* begin Records supplied *

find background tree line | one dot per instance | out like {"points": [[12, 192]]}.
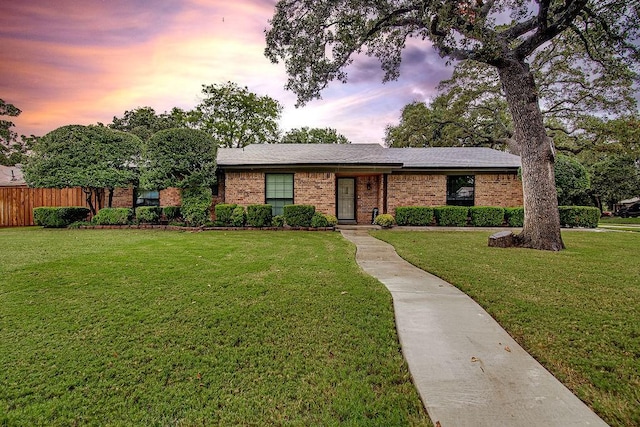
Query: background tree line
{"points": [[594, 124], [150, 150]]}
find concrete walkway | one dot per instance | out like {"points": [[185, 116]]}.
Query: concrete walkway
{"points": [[467, 369]]}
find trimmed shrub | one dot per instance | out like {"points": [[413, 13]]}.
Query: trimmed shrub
{"points": [[451, 216], [277, 221], [238, 217], [196, 204], [514, 216], [59, 217], [148, 214], [319, 220], [113, 216], [486, 216], [384, 220], [414, 215], [171, 213], [224, 212], [332, 220], [579, 216], [259, 215], [298, 215]]}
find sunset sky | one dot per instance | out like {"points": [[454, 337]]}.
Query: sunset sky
{"points": [[85, 61]]}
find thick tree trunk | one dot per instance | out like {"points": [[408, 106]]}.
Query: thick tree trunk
{"points": [[541, 218]]}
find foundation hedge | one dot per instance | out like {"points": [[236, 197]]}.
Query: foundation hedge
{"points": [[277, 221], [224, 211], [451, 216], [298, 215], [113, 216], [259, 215], [238, 217], [414, 215], [196, 205], [384, 220], [59, 217], [319, 220], [148, 214]]}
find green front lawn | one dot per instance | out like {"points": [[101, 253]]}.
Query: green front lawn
{"points": [[618, 220], [166, 328], [576, 311]]}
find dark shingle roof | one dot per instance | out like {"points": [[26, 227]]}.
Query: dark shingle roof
{"points": [[365, 154], [454, 157], [293, 154]]}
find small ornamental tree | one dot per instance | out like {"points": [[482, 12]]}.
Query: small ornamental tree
{"points": [[182, 158], [91, 157], [236, 117]]}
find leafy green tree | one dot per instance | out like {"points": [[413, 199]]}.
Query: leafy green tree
{"points": [[613, 179], [304, 135], [12, 149], [183, 158], [144, 121], [236, 117], [318, 40], [91, 157], [572, 182], [471, 110]]}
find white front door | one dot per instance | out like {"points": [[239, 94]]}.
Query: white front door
{"points": [[347, 199]]}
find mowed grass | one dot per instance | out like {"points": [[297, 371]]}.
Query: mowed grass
{"points": [[576, 311], [618, 220], [111, 327]]}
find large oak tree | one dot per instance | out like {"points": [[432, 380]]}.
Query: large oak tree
{"points": [[318, 39]]}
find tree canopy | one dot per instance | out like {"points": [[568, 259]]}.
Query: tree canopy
{"points": [[318, 40], [12, 150], [144, 121], [615, 178], [236, 117], [183, 158], [305, 135], [91, 157]]}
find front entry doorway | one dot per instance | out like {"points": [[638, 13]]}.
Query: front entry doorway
{"points": [[347, 199]]}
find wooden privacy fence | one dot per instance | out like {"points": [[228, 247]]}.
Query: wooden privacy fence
{"points": [[17, 203]]}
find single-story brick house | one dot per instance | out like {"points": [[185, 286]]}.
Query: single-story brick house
{"points": [[351, 180]]}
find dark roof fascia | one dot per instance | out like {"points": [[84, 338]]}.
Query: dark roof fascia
{"points": [[443, 169], [330, 166]]}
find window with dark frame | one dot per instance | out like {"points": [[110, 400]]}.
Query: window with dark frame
{"points": [[460, 190], [148, 198], [278, 191]]}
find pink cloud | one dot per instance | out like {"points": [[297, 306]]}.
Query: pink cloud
{"points": [[66, 64]]}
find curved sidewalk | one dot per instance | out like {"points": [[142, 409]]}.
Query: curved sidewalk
{"points": [[467, 369]]}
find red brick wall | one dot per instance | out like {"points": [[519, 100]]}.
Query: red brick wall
{"points": [[170, 197], [416, 190], [244, 188], [317, 189], [498, 190]]}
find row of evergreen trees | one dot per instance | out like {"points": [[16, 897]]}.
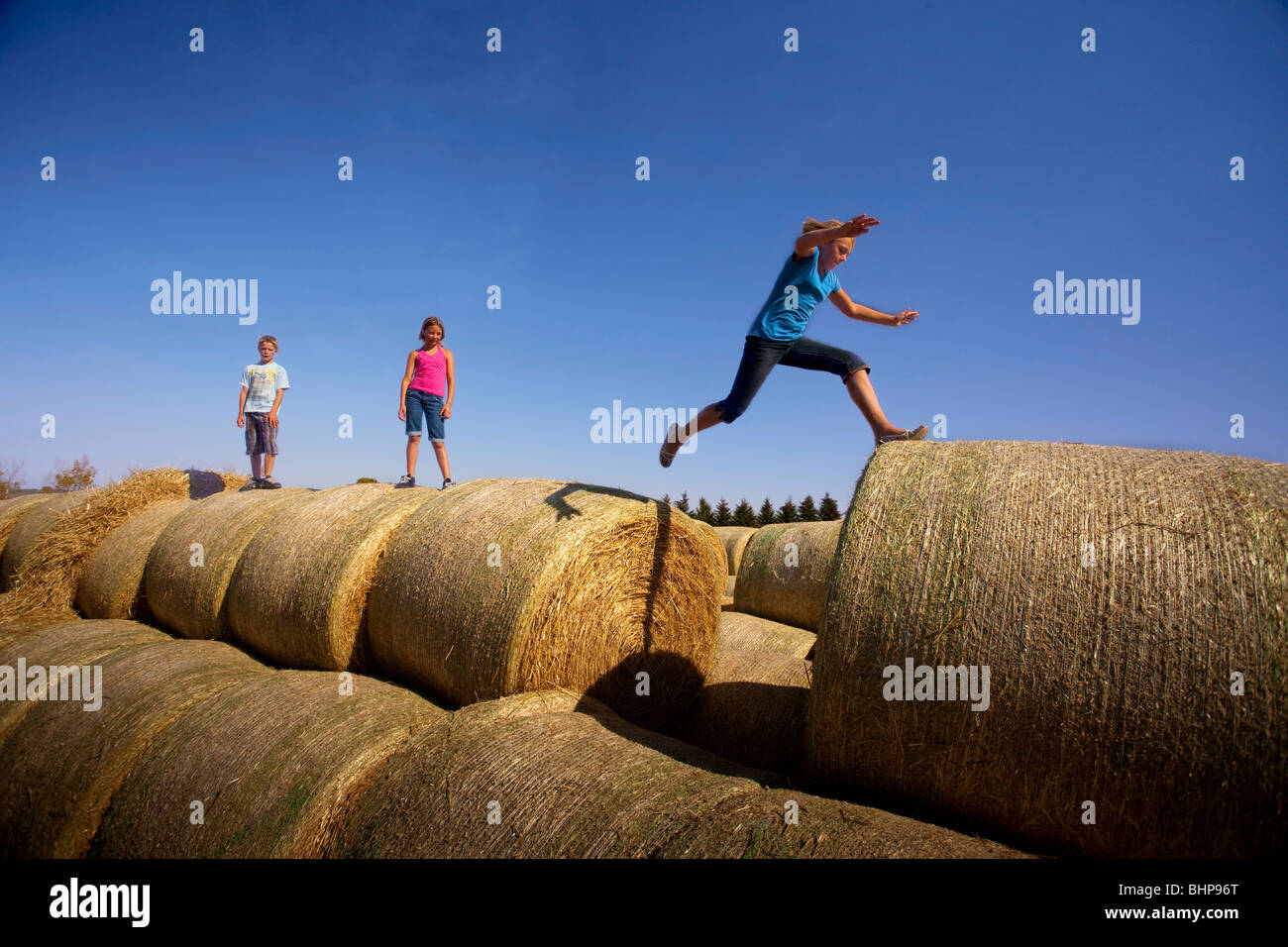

* end Records supplied *

→ Exercise details
Please transcribe all of the records above line for line, leaving out the pictures.

→ Output below
find background tree line | one dot per instance | out like {"points": [[12, 192]]}.
Query: background tree line
{"points": [[594, 124], [150, 150]]}
find concrete walkway | one dot per instance | out like {"points": [[185, 116]]}.
Query: concrete walkway
{"points": [[467, 369]]}
find trimmed shrub | one dot per instance | out like {"points": [[413, 13]]}.
Query: trimmed shrub
{"points": [[451, 216], [277, 221], [238, 217], [196, 204], [514, 216], [59, 217], [148, 214], [319, 220], [113, 216], [486, 216], [384, 220], [414, 215], [171, 213], [224, 212], [332, 220], [579, 216], [259, 215], [298, 215]]}
find sunset sky | one dot per instance | out like {"points": [[454, 337]]}.
Query: sunset sky
{"points": [[85, 61]]}
find thick tree trunk | one dot per instance | out like {"points": [[408, 106]]}.
Query: thick tree trunk
{"points": [[541, 218]]}
find foundation hedge | one dot per instance | out like {"points": [[236, 197]]}.
Query: foundation hedge
{"points": [[277, 221], [224, 211], [451, 216], [298, 215], [113, 216], [259, 215], [238, 217], [414, 215], [196, 205], [384, 220], [59, 217], [319, 220], [148, 214]]}
find green front lawn | one dot per instance | out like {"points": [[101, 253]]}.
Query: green front lawn
{"points": [[618, 220], [166, 328], [576, 311]]}
find dark shingle roof | one dot per instance | out like {"points": [[26, 227]]}.
Query: dark shingle roof
{"points": [[365, 154], [454, 157], [293, 154]]}
find small ornamental tree | one dot per instance | out like {"points": [[482, 12]]}.
Query: small ornamental tree
{"points": [[182, 158], [91, 157], [236, 117]]}
find leafy green tree | one dot per instance | out like {"points": [[413, 199]]}.
Query: leafy green tree
{"points": [[613, 179], [304, 135], [12, 149], [183, 158], [144, 121], [236, 117], [318, 40], [91, 157], [572, 182], [471, 110]]}
find white front door | one dot per instance | out like {"points": [[239, 94]]}.
Query: white front door
{"points": [[347, 199]]}
find mowed grass | one dot per instance | out like {"points": [[297, 371]]}.
Query: mowed grass
{"points": [[576, 311], [618, 220], [111, 327]]}
find large oak tree | one dot per instance | out like {"points": [[432, 380]]}.
Query: large oak tree
{"points": [[318, 39]]}
find tree canopy | one dot per instance | out like {"points": [[568, 259]]}.
Query: tree canopy
{"points": [[318, 40], [12, 150], [144, 121], [615, 178], [236, 117], [183, 158], [305, 135], [91, 157]]}
find front entry doorway | one dot per instance | out like {"points": [[638, 13]]}.
Query: front entry doorway
{"points": [[347, 199]]}
find wooden privacy fence | one dot per instance | out like {"points": [[228, 247]]}.
Query: wooden privacy fence
{"points": [[17, 203]]}
find single-story brick house | one dot per instance | out like {"points": [[185, 286]]}.
Query: single-story brick house
{"points": [[351, 180]]}
find dark roof fascia | one dot per instance | out like {"points": [[84, 338]]}.
Query: dark roof fascia
{"points": [[443, 169], [330, 166]]}
find window with dark frame | one dot per instance | out like {"points": [[110, 400]]}.
Query: window with dark frame
{"points": [[460, 190], [148, 198], [278, 191]]}
find pink cloud | one dot per instance | out like {"points": [[297, 306]]}.
Query: pink cloud
{"points": [[66, 64]]}
find curved sidewalk | one dot per instance | out like {"points": [[142, 409]]}.
Query: curved sidewalk
{"points": [[467, 369]]}
find red brick wall | one dot per instance | out like {"points": [[519, 100]]}.
Query: red brick wall
{"points": [[170, 197], [416, 190], [244, 188], [317, 189], [498, 190]]}
find row of evergreen trees | one dot per instance | out like {"points": [[16, 897]]}.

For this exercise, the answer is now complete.